Your task is to copy every line below that contains the word "hazy".
(Beginning of Task input)
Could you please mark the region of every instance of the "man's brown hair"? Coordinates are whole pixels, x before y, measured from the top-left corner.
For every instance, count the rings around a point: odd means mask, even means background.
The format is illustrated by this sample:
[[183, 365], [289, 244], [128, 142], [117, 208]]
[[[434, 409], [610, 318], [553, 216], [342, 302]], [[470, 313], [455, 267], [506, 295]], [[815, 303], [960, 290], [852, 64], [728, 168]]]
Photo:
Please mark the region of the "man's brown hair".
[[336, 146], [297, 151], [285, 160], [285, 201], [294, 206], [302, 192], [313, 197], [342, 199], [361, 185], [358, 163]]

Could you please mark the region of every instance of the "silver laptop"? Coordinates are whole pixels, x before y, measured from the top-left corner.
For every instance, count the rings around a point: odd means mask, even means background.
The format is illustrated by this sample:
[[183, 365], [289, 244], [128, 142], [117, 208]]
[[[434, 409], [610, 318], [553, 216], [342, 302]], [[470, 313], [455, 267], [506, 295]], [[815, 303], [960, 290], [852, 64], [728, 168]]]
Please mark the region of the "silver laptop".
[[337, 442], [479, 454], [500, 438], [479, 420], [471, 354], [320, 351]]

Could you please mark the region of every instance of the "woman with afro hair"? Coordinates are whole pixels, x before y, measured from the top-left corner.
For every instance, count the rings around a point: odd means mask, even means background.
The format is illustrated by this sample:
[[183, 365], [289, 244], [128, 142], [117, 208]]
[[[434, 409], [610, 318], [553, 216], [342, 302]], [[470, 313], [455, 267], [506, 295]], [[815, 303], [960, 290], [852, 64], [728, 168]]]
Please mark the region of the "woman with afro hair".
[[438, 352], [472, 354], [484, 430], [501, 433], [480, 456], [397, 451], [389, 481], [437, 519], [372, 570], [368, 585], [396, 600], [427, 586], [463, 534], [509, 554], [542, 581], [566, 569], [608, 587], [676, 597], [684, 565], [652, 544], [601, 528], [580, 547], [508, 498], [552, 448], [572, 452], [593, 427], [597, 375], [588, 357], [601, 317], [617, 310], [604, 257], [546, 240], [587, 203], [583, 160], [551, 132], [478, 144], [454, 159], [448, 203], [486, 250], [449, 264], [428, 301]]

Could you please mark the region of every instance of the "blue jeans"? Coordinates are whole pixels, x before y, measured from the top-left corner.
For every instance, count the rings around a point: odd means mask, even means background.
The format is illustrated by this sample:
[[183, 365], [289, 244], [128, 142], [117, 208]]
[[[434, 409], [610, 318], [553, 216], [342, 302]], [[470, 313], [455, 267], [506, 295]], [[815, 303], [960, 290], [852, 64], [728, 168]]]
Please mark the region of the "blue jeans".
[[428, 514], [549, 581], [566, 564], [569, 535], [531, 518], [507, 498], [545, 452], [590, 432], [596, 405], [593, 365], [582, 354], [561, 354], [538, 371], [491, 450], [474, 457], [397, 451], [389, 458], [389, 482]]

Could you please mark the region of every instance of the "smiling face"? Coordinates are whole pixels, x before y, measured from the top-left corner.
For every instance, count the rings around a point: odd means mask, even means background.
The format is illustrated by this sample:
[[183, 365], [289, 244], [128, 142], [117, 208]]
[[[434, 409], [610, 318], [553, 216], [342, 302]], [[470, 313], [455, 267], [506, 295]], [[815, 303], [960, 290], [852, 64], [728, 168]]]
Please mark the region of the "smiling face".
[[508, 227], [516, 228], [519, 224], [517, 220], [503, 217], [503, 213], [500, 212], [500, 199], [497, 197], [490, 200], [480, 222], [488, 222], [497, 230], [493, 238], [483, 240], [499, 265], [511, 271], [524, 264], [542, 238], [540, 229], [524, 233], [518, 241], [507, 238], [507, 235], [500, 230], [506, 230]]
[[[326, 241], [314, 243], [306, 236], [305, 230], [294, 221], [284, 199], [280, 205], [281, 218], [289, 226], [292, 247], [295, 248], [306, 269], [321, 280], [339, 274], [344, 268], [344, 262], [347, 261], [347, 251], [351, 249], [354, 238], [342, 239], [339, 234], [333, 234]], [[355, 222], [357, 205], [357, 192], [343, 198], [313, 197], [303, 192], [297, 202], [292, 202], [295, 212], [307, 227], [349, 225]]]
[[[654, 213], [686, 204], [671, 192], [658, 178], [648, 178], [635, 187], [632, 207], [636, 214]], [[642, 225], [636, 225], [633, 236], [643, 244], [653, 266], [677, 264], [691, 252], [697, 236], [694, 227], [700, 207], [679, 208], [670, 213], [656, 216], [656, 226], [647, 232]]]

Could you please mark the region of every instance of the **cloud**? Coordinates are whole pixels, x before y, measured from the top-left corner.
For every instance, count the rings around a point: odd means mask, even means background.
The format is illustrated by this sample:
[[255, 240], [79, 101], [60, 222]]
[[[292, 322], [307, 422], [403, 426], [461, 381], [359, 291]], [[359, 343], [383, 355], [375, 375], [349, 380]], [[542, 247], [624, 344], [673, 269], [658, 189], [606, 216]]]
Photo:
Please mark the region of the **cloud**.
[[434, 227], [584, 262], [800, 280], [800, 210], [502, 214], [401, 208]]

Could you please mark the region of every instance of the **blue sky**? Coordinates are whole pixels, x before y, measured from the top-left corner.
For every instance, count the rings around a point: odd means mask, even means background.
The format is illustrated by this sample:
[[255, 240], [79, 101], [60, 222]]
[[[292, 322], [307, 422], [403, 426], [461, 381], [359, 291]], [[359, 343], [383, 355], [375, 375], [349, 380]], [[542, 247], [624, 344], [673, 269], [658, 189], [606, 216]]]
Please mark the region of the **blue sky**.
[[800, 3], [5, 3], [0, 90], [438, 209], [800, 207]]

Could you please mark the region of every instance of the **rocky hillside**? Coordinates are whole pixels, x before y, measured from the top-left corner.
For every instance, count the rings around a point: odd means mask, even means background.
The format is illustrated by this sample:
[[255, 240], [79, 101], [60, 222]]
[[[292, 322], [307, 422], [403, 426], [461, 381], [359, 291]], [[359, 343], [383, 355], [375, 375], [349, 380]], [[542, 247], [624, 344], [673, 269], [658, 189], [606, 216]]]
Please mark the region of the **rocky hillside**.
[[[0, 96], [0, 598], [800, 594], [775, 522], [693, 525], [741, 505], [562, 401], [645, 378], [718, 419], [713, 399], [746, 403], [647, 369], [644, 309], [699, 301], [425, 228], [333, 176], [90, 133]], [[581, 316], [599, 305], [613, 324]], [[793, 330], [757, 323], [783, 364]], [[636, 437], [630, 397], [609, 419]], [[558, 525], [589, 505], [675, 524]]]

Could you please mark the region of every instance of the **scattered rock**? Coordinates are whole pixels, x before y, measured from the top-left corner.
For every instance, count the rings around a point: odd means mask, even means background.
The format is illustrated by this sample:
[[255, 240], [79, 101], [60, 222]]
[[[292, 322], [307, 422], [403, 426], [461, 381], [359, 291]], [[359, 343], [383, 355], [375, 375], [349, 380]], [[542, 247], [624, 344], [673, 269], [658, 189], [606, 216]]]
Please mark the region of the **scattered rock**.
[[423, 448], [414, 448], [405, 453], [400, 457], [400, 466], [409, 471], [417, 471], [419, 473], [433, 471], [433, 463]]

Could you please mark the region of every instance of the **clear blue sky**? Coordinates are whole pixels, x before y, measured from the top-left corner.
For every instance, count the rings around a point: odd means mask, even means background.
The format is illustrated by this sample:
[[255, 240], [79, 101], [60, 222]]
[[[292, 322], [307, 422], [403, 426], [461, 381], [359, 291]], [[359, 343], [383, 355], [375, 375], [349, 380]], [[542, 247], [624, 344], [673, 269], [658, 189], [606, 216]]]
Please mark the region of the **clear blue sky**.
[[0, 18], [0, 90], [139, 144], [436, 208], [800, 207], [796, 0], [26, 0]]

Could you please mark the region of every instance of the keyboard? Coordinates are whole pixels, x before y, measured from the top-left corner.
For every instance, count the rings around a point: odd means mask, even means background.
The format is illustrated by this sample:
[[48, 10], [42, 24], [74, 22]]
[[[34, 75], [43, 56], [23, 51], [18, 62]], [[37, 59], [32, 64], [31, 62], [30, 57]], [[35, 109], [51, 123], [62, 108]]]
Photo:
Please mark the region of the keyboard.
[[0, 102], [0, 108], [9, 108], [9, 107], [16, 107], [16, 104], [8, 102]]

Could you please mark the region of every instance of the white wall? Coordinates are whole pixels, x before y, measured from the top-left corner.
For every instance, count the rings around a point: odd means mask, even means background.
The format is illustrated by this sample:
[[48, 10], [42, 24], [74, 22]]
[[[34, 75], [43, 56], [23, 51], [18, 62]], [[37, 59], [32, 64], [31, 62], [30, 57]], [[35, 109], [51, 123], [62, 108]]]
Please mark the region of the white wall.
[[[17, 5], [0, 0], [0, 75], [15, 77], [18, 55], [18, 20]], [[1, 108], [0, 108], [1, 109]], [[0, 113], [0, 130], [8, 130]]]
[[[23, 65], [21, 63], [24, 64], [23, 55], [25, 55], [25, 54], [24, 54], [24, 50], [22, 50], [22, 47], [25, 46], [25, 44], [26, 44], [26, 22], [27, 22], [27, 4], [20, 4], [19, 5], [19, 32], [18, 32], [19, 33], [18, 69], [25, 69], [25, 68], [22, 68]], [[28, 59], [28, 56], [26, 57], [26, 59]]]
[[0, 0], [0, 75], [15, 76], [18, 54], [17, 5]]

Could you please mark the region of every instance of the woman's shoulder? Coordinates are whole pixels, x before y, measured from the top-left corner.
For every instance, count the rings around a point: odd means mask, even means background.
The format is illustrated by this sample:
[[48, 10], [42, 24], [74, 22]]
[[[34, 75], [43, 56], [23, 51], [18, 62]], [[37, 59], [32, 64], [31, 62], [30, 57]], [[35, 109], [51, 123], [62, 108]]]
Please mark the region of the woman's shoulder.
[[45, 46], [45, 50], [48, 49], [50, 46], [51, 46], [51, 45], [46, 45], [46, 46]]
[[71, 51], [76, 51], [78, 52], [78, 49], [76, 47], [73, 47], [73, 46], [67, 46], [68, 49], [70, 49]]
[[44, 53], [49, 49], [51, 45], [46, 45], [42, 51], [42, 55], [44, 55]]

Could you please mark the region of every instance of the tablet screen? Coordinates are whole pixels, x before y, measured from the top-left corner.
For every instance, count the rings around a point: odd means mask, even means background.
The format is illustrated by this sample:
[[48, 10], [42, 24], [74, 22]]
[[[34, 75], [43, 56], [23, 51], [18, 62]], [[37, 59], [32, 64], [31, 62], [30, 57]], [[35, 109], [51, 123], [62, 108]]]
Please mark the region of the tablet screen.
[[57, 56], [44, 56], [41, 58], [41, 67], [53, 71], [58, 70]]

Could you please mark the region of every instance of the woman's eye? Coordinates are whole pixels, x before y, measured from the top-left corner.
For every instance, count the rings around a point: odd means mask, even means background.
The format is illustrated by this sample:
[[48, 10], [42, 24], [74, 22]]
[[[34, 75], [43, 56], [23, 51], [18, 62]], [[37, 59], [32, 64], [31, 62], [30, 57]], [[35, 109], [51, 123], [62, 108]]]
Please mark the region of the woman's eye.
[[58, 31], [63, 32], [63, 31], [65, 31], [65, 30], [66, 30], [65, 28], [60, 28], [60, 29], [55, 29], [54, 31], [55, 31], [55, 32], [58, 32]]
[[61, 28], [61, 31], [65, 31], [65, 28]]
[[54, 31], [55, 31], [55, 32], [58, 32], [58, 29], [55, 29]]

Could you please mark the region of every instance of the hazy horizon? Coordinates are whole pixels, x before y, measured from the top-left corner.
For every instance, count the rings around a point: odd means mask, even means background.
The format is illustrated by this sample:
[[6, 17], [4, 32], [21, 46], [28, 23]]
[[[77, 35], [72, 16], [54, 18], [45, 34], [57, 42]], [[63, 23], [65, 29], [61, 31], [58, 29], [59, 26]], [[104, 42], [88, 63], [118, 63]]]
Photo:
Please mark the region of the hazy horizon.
(End of Task input)
▸ Your response:
Could you please mark the region of every instance of the hazy horizon? Coordinates are whole pixels, x before y, measured from the top-left corner.
Please mark the region of the hazy horizon.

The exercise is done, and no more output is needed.